Each line from the one containing "of the wire" to the end of the records should be copied exactly, and no other line.

Segment Open

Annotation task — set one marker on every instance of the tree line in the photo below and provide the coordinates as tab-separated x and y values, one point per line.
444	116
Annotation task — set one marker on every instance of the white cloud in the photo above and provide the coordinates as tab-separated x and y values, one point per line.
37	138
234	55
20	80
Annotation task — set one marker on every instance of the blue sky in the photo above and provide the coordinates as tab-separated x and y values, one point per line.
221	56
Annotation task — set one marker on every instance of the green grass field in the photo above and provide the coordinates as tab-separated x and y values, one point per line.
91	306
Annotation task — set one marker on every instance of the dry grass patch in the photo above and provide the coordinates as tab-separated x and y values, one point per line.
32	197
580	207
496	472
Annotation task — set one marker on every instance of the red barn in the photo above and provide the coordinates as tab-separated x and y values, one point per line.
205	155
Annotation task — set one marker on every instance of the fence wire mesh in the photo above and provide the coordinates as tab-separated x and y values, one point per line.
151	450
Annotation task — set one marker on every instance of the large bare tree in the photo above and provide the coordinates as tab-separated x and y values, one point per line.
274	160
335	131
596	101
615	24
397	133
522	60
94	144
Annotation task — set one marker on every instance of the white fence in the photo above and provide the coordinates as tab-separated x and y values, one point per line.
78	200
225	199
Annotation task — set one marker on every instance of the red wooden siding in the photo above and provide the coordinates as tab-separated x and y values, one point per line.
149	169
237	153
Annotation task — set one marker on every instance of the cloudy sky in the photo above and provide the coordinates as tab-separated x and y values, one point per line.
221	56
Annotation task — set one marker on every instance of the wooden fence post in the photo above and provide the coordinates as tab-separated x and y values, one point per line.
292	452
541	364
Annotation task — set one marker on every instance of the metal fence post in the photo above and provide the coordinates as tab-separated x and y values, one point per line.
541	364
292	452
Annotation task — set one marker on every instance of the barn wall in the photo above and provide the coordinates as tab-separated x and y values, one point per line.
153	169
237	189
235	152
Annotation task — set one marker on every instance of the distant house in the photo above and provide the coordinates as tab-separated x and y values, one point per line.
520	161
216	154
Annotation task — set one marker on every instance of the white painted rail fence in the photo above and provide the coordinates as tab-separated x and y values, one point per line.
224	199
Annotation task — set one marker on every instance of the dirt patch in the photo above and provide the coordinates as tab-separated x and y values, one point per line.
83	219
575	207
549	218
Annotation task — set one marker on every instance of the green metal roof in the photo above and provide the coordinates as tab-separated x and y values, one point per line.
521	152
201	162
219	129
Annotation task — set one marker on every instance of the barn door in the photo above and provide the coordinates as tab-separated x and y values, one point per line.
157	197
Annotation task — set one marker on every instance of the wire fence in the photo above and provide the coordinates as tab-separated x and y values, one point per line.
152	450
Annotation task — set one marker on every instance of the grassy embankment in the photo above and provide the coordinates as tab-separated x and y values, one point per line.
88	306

Segment Closed

SOLVED EXERCISE:
Annotation task — set one marker on every instance of the wire fence in the photo above and provide the coordinates as tab-separated x and y values, one point per line.
152	450
Annotation task — set one marker on every instance of the grassy embankment in the photo above and provide the coordinates as tab-separated x and y values, one point per line.
88	306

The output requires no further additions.